### [Required actions]
1: Translate this sentence from the climate excerpt into Spanish: "The summit brings together the countries that signed the United Nations Framework Convention on Climate Change."
2: Quote the climate excerpt word for word, from "Your top climate" up to and including "hosted by Egypt.".

### [Given passage]
-*-
But It requires more than just individual action: Making sure our food system is sustainable needs to be part of a larger public policy initiative to achieve any substantive ecological impact. One such initiative is the government’s reclamation of 4 mn acres of agricultural land across the country, as part of a wider medium-term USD 454 mn joint project (pdf) with the World Food Program to strengthen Egypt’s capacities to implement its SDGs. The Agriculture Ministry, alongside the UN-backed program, will introduce improved agricultural processes like heat tolerant crop varieties, improved irrigation methods, as well as affordable harvesting and post-harvest technologies that should theoretically reduce GHG emissions and water consumption.


Your top climate stories for the week:

  • Glasgow will host the high-profile COP 26 global climate summit next week. The summit brings together the countries that signed the United Nations Framework Convention on Climate Change. Earlier this month Egypt was chosen to host next year’s COP27 summit. The summit’s coming session, COP 27 will be hosted by Egypt.
  • Climate conscious investors could be becoming slightly less climate conscious: The 54% rally in S&P 500 energy stocks is testing climate-conscious fund managers’ commitment to green investments.
  • We could be seeing a lot more EU money earmarked for climate projects over the next six years: Egypt could receive up to EUR 1 bn from the EU by 2027 for climate and sustainability projects, EU Commissioner for Neighborhood Oliver Varhelyi said during Cairo Water Week.
  • Desalination nation: Egypt’s sovereign wealth fund has issued tenders for private companies to build 17 solar-powered desalination plants, part of a USD 2.5 bn plan to quadruple our desalination capacity in the next five years.
-*-
### [Extracted entries]
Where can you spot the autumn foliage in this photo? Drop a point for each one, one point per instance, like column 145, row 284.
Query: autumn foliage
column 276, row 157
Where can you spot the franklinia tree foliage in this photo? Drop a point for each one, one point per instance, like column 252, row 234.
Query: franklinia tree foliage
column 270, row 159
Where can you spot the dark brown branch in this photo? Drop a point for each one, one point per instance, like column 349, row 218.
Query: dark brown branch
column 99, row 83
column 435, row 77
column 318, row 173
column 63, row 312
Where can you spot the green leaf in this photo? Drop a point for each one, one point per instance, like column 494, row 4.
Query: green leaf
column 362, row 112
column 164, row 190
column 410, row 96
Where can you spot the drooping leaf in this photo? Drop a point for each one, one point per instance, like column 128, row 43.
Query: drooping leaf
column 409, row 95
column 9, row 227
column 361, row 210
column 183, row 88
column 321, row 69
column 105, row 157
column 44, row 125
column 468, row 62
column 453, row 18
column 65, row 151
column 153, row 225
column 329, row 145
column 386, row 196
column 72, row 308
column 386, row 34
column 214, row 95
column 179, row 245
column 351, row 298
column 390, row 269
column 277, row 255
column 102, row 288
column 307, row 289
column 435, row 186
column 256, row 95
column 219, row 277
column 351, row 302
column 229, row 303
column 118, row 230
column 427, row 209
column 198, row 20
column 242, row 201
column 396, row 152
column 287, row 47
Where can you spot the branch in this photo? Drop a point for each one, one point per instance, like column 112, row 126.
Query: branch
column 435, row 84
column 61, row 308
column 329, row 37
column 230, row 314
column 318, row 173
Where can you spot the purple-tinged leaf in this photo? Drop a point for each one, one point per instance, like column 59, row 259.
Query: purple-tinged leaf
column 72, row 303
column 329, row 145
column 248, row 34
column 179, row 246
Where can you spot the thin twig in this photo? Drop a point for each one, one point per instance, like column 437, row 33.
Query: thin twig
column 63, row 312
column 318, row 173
-*-
### [Written responses]
1: La cumbre reúne a los países que firmaron la Convención Marco de las Naciones Unidas sobre el Cambio Climático.

2:
Your top climate stories for the week:

  • Glasgow will host the high-profile COP 26 global climate summit next week. The summit brings together the countries that signed the United Nations Framework Convention on Climate Change. Earlier this month Egypt was chosen to host next year’s COP27 summit. The summit’s coming session, COP 27 will be hosted by Egypt.